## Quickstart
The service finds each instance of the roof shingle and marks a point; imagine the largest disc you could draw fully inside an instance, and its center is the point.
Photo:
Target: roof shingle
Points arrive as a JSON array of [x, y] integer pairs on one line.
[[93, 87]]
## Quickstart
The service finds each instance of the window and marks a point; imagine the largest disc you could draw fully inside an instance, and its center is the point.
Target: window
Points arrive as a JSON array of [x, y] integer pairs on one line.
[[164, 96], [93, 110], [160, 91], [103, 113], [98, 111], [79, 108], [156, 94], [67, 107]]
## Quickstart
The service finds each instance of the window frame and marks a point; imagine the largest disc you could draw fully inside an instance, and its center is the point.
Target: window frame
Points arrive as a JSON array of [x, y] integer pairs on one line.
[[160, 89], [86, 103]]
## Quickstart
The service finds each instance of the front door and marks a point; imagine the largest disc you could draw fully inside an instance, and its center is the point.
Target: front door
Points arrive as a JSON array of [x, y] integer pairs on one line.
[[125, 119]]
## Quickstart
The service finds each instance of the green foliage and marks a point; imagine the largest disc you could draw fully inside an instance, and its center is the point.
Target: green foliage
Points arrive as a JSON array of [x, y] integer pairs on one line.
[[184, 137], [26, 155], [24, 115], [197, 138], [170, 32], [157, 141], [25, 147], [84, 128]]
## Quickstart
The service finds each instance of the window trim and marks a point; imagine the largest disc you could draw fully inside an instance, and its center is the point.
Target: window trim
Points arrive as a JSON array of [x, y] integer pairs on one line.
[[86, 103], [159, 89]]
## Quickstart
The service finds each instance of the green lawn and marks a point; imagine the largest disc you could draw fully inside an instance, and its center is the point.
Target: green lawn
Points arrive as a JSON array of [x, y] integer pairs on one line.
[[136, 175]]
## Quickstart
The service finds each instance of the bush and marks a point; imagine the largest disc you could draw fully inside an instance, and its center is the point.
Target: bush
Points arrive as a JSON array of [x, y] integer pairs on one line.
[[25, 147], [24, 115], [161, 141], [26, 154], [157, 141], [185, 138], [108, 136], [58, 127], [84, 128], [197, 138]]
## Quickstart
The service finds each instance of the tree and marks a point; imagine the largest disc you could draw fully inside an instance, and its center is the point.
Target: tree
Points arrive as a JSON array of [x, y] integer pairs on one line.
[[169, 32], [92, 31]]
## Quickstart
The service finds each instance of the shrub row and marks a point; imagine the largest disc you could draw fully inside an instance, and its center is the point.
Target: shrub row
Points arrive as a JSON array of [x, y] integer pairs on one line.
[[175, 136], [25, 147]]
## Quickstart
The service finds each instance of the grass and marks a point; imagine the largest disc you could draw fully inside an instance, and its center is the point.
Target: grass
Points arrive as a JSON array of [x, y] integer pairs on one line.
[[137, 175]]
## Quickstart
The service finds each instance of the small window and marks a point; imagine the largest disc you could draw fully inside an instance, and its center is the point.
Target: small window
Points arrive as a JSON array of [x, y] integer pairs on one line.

• _Set task_
Copy out every line of the data above, exactly as given.

• _Task solution_
## Quickstart
The service finds each instance of the roof shingle and marks a point; imagine the largest disc you could draw fully inside an instance, and its center is the point.
Photo:
Target: roof shingle
Points arrive as a JSON array of [x, y] integer pairs on one line.
[[93, 87]]
## Quickstart
The service finds each instance of the window and marks a point; imagine the largest disc you could draw fully inside an instance, and its center is the point.
Target: window
Points arrive as a JSON array of [x, y] integer pairs on one line.
[[164, 96], [93, 110], [160, 91], [103, 113], [98, 111], [79, 108], [156, 94], [67, 107]]
## Quickstart
The service finds each instance of the window frame and marks a point; imagine the largest disc you could draw fully inside an instance, and its center is the point.
Target: window frame
Points arrive as a JSON array of [x, y] integer pairs on one line.
[[160, 89], [86, 103]]
## Quickstart
The service finds each instance of the front door and marks a point; imagine the largest disc you could draw fully inside an instance, and its center is the point.
Target: front door
Points arrive as a JSON array of [x, y] integer pairs on one line.
[[125, 119]]
## Quickstart
The service finds each instance of the green foliage and marks a point; imagine the largest disc you could draw fully inside an instance, and its center is the point.
Target: green foliage
Points arrive as a JSON array of [x, y] integer pairs on one line.
[[184, 137], [26, 155], [24, 115], [197, 138], [170, 32], [157, 141], [25, 147], [84, 128]]
## Quickstart
The service finds each instance of the window trim and marks a point; imagine the largest disc you could draw fully inside an instance, and its center is the point.
Target: window trim
Points arrive as a JSON array of [x, y] integer pairs on one line.
[[86, 103], [159, 89]]
## Quickstart
The service finds each instance of the green lawn and marks a point; imagine the largest disc you could draw fully inside an instance, and its center is the point.
Target: green lawn
Points arrive as a JSON array of [x, y] integer pairs on one line.
[[136, 175]]
## Quickstart
The service finds each instance of the bush and marks a point; imagine the largest disc you could draw fully inside an instance, and its center is the point.
Target: bush
Points arrive as a JSON array of [x, y] integer pairs on one line.
[[25, 147], [24, 115], [161, 141], [26, 154], [157, 141], [185, 138], [108, 136], [58, 127], [84, 128], [197, 138]]
## Quickstart
The service finds each instance of the tree and marks a point; imagine the largest disc you could draw fully inside an instance, and its center is the point.
Target: tree
Points arrive as a JSON array of [x, y] integer pairs on one line.
[[169, 32], [92, 31]]
## Quickstart
The service finds each instance of the shrub row and marks a point; imagine the largest disc you could draw fully inside an instance, and its center is the point.
Target: shrub row
Points arrive as a JSON array of [x, y] integer pairs on one line.
[[175, 136], [25, 147]]
## Quickstart
The service finds each instance of the grass and marks a point; imagine the largest disc you could draw fully inside an instance, and its center is the point.
Target: grass
Points arrive as a JSON array of [x, y] integer pairs on one line.
[[137, 175]]
## Quickstart
The service finds each instance of the small window and marks a point; imagine the largest disc you could draw fully inside an instance, and its center is the point.
Target: small window
Points arrive as a JSON array of [x, y] integer pairs on one line.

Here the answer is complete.